------ Data for analysis ------
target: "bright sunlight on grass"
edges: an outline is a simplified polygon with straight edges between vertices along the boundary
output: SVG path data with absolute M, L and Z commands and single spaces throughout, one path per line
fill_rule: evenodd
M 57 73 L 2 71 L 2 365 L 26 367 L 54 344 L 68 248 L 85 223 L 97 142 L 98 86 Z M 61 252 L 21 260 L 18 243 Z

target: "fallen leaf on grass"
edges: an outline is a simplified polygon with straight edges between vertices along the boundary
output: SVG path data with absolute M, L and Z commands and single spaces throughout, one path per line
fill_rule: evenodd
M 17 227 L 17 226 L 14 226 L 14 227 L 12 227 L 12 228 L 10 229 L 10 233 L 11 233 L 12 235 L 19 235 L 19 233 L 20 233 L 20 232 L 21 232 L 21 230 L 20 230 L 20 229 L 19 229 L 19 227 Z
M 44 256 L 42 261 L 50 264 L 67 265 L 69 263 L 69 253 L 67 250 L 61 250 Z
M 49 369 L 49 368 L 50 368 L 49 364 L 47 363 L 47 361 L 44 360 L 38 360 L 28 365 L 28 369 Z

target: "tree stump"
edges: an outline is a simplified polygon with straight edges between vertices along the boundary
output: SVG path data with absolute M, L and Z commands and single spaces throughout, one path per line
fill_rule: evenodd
------
● Exercise: Every entry above should be returned exactly as written.

● Task solution:
target: "bright sunlight on grass"
edges: an outline is a simplified polygon with straight edges between vertices along the boundary
output: SVG path data with absolute M, L and Z commands and single spaces throughout, one path per line
fill_rule: evenodd
M 57 73 L 2 71 L 2 365 L 26 367 L 54 344 L 68 248 L 85 223 L 97 142 L 98 86 Z M 61 252 L 21 260 L 18 243 Z

target: "fallen leaf on grass"
edges: an outline is a simplified polygon with straight edges between vertices along the boundary
output: SVG path data with absolute M, L and Z commands and single spaces throughout, one path per line
fill_rule: evenodd
M 17 227 L 17 226 L 14 226 L 14 227 L 12 227 L 12 228 L 10 229 L 10 233 L 11 233 L 12 235 L 19 235 L 19 233 L 20 233 L 20 232 L 21 232 L 21 230 L 20 230 L 20 229 L 19 229 L 19 227 Z
M 44 256 L 42 261 L 50 264 L 67 265 L 69 263 L 69 253 L 67 250 L 61 250 Z
M 49 369 L 49 368 L 50 368 L 49 364 L 47 363 L 47 361 L 44 360 L 38 360 L 28 365 L 28 369 Z

target: "tree stump"
edges: an outline is a simplified polygon with straight edges between vertices along the boundary
output: SVG path data with absolute M, L and Z commands and single spaces throughout, one path per line
fill_rule: evenodd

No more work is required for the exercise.